--- BEGIN ---

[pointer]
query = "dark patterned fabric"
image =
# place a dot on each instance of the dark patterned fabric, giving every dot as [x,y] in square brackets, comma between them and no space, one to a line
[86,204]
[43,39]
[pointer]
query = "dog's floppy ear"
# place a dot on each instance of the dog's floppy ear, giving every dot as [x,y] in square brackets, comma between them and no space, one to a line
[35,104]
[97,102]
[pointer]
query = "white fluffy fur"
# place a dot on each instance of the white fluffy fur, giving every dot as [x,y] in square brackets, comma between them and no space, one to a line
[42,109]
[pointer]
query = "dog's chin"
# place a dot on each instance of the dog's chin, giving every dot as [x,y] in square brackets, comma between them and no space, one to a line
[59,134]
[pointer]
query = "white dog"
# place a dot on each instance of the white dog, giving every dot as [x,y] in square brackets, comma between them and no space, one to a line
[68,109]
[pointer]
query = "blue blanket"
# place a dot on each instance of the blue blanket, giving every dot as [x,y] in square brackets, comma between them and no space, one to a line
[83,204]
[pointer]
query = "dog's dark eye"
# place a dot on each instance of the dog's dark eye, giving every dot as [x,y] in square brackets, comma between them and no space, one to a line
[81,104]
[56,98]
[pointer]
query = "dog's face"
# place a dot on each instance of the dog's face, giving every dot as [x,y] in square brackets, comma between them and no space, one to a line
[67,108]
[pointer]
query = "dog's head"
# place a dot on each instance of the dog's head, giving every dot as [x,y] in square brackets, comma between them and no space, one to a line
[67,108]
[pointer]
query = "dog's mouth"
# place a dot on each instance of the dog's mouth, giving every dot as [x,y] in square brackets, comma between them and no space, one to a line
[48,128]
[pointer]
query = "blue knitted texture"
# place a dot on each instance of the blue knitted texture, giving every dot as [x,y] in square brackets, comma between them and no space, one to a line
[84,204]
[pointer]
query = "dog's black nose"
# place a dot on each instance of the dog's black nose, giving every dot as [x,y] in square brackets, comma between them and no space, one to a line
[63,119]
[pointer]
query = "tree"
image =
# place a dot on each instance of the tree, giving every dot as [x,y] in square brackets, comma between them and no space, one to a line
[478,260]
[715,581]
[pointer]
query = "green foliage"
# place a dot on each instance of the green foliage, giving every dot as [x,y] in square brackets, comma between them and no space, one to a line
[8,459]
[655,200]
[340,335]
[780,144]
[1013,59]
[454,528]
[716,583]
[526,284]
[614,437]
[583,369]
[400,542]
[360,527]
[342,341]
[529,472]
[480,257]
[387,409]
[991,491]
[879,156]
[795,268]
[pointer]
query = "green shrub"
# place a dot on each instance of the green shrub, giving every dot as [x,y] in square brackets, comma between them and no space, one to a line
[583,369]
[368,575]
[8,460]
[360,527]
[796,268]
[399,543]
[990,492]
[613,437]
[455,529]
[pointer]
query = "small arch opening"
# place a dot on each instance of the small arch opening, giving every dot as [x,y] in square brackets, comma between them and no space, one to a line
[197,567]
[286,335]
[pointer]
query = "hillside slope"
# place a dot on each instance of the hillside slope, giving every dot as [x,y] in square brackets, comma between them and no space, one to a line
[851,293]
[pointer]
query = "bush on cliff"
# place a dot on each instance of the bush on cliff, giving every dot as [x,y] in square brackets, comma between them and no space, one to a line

--- END ---

_Exercise aim:_
Count the lines of the records above that contain the string "cliff", where case counts, and reply with only the number.

_Solution to this task:_
2